Task requirements
Output all of the records below verbatim, line by line, with nothing altered.

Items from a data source
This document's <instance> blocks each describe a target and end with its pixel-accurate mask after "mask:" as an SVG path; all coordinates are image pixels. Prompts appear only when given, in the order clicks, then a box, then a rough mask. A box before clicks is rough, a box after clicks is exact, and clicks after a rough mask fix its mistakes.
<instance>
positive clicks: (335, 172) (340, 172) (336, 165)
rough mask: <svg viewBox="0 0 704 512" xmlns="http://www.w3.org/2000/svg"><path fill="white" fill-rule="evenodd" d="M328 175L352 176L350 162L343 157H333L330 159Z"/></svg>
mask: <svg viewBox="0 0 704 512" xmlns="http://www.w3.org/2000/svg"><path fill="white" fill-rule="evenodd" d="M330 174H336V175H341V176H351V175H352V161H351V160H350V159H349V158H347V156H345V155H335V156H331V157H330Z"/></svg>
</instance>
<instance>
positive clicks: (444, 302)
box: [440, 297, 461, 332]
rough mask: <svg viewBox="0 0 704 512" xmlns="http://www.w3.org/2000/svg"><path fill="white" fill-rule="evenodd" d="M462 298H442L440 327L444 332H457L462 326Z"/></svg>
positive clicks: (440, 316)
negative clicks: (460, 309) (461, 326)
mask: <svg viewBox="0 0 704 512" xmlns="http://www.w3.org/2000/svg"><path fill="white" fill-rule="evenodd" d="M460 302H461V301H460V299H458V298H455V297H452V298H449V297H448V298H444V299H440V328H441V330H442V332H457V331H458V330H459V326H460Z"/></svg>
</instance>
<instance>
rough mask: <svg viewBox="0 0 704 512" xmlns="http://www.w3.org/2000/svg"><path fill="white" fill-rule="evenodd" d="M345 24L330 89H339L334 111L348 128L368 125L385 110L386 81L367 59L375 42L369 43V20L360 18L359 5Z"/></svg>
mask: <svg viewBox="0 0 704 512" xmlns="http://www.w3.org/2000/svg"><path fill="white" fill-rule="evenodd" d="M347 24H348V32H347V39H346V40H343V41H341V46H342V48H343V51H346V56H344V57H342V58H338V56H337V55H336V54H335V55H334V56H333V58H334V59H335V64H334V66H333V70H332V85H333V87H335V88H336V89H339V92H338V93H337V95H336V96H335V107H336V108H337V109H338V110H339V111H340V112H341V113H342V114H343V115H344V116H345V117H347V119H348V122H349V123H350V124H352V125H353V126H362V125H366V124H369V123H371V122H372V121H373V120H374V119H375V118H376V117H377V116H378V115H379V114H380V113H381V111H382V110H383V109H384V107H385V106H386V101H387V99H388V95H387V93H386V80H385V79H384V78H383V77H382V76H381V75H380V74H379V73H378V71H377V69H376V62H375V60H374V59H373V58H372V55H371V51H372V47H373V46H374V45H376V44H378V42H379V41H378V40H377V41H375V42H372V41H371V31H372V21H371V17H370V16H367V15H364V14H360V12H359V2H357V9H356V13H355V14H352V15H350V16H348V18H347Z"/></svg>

Reply to the task
This document's <instance> blocks each describe a target and end with its pixel-accurate mask after "mask:" as an SVG path; all coordinates are image pixels. Prompts appear only when given, in the order clicks, then a box, then a rough mask. A box before clicks is rough, a box after clicks is exact, and clicks after a rough mask fix its mistakes.
<instance>
positive clicks: (335, 172) (340, 172) (336, 165)
rough mask: <svg viewBox="0 0 704 512" xmlns="http://www.w3.org/2000/svg"><path fill="white" fill-rule="evenodd" d="M328 175L352 176L350 162L343 157H333L330 159Z"/></svg>
mask: <svg viewBox="0 0 704 512" xmlns="http://www.w3.org/2000/svg"><path fill="white" fill-rule="evenodd" d="M330 174H336V175H341V176H351V175H352V161H351V160H350V159H349V158H347V156H345V155H335V156H331V157H330Z"/></svg>
</instance>
<instance>
positive clicks: (444, 302)
box: [440, 297, 461, 332]
rough mask: <svg viewBox="0 0 704 512" xmlns="http://www.w3.org/2000/svg"><path fill="white" fill-rule="evenodd" d="M462 298H442L440 327L444 332H457L462 326Z"/></svg>
positive clicks: (440, 316)
negative clicks: (460, 309) (461, 326)
mask: <svg viewBox="0 0 704 512" xmlns="http://www.w3.org/2000/svg"><path fill="white" fill-rule="evenodd" d="M460 302H461V301H460V299H458V298H455V297H452V298H449V297H448V298H444V299H440V328H441V330H442V332H457V331H458V330H459V326H460Z"/></svg>
</instance>
<instance>
rough mask: <svg viewBox="0 0 704 512" xmlns="http://www.w3.org/2000/svg"><path fill="white" fill-rule="evenodd" d="M345 24L330 89H339L334 111L348 128L368 125L385 110L386 81L367 59L375 42L369 43V20L360 18L359 5Z"/></svg>
mask: <svg viewBox="0 0 704 512" xmlns="http://www.w3.org/2000/svg"><path fill="white" fill-rule="evenodd" d="M347 24H348V32H347V39H346V40H343V41H341V46H342V48H343V51H346V56H344V57H342V58H338V56H337V55H336V54H335V55H334V56H333V58H334V59H335V64H334V66H333V70H332V85H333V87H335V88H336V89H339V92H338V93H337V95H336V96H335V107H336V108H337V109H338V110H339V111H340V112H341V113H342V114H343V115H344V116H345V117H347V119H348V122H349V123H350V124H352V125H353V126H362V125H366V124H369V123H371V122H372V121H373V120H374V119H375V118H376V117H377V116H378V115H379V114H380V113H381V111H382V110H383V109H384V107H385V106H386V101H387V99H388V95H387V93H386V80H385V79H384V78H383V77H382V76H381V75H380V74H379V73H378V71H377V69H376V62H375V60H374V59H373V58H372V55H371V51H372V47H373V46H374V45H376V44H378V42H379V41H378V40H377V41H375V42H372V41H371V31H372V21H371V17H370V16H367V15H364V14H360V12H359V2H357V9H356V13H355V14H352V15H350V16H348V18H347Z"/></svg>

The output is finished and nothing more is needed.